» Supplied passage:
-- Opening Marker --

Mariska Veres was something of a child prodigy. Her father was a noted violinist and young Mariska would often accompany him on piano for performances.
Teenage Mariska bounced around a number of different pop bands in her native Netherlands. She sang, played guitar and keyboards and enchanted her audiences with her exotic dark looks and distinctive ancient Egypt-inspired eye makeup. She soon became a favorite of the budding psychedelic club scene in The Hague.
In 1968, Mariska was asked by guitarist Robbie van Leeuwen to audition for his band to replace the departing vocalist Fred de Wilde who had joined the military. She was reluctant at first, but soon became comfortable enough to take the lead vocalist position. In 1969, the band — Shocking Blue — scored an international hit with “Venus,” topping the charts in nine countries including the Number One spot on Billboard’s “Hot 100.” Shocking Blue received wide praise, with US entertainment columnist Earl Wilson singling out Mariska as a “beautiful busty girl.” The band released a string of follow-up songs — all hits — but none achieving the status of “Venus.” Some didn’t even crack the charts in the all-important United States or England. The band members eventually went their separate ways in 1974, with Mariska embarking on a successful solo career in Europe. Shocking Blue reunited briefly in 1984, riding on the success of Bananarama’s new-wave take on “Venus.” The reunion, however, was short-lived.
In the early 90s, Mariska formed a jazz ensemble and released jazz interpretations of Shocking Blue’s songs. In later years, she lamented about being treated like a “painted doll” by fans and the press. Diagnosed with gallbladder cancer, Mariska passed away in 2006 at the age of 59.

-- Closing Marker --

» Requirement: In the text about Mariska Veres, which vocalist was she asked to replace when she auditioned for Robbie van Leeuwen's band? The material that comes next has no connection to the text about Mariska Veres.

» Recorded information:
-- Opening Marker --

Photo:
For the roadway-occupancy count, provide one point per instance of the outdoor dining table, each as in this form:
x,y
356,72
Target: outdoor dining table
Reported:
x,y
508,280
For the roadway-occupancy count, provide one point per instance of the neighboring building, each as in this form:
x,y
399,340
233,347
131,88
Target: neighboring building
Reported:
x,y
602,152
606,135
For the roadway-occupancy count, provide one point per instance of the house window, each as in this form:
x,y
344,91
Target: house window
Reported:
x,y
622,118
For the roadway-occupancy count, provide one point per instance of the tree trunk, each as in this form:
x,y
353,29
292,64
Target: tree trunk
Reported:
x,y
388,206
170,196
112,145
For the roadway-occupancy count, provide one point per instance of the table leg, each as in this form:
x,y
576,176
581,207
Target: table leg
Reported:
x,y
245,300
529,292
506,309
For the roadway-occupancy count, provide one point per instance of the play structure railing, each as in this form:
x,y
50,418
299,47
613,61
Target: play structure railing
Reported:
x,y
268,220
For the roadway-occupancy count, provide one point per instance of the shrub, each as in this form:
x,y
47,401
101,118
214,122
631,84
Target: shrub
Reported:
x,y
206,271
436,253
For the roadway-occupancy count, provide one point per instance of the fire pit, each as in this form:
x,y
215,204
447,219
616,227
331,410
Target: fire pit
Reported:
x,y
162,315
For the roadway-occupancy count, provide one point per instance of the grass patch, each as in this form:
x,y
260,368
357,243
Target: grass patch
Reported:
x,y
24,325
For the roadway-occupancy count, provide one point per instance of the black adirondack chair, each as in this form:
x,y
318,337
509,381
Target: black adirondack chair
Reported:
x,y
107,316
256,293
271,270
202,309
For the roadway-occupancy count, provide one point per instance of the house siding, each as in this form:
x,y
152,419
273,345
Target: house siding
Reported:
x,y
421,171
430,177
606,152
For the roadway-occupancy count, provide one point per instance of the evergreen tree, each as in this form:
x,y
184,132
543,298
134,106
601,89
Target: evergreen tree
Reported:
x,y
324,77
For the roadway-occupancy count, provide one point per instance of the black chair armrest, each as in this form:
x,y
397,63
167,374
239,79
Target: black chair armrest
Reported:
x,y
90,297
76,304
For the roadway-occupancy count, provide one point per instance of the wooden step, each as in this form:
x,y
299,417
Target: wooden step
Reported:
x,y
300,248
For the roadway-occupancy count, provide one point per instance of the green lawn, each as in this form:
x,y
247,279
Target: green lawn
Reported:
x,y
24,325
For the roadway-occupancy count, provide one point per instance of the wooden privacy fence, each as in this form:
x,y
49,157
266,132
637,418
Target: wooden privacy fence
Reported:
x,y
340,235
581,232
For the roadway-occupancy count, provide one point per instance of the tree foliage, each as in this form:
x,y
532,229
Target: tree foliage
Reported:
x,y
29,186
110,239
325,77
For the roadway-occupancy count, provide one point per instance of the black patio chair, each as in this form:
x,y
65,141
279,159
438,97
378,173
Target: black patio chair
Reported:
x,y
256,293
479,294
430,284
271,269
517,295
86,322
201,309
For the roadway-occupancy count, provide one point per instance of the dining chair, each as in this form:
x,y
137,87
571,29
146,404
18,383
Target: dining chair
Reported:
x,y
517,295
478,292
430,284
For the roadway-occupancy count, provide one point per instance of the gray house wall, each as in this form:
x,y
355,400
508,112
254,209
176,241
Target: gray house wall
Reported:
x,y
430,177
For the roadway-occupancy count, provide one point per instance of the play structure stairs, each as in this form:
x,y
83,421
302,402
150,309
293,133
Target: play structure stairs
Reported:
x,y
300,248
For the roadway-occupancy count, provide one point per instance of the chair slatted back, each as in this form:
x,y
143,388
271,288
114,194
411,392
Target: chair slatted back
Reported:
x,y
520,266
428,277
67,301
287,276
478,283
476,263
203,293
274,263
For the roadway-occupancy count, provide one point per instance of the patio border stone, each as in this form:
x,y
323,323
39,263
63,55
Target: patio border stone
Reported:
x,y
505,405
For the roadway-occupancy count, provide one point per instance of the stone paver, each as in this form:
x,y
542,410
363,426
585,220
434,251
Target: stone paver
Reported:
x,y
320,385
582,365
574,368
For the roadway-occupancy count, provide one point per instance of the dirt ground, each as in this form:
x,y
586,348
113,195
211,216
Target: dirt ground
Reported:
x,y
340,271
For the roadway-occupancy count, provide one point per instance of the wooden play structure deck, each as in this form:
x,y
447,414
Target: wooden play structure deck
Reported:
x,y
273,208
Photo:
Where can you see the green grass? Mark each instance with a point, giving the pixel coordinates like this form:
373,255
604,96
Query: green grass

-- Closing Marker --

» Solution to this task: She was asked to replace Fred de Wilde, who had left to join the military.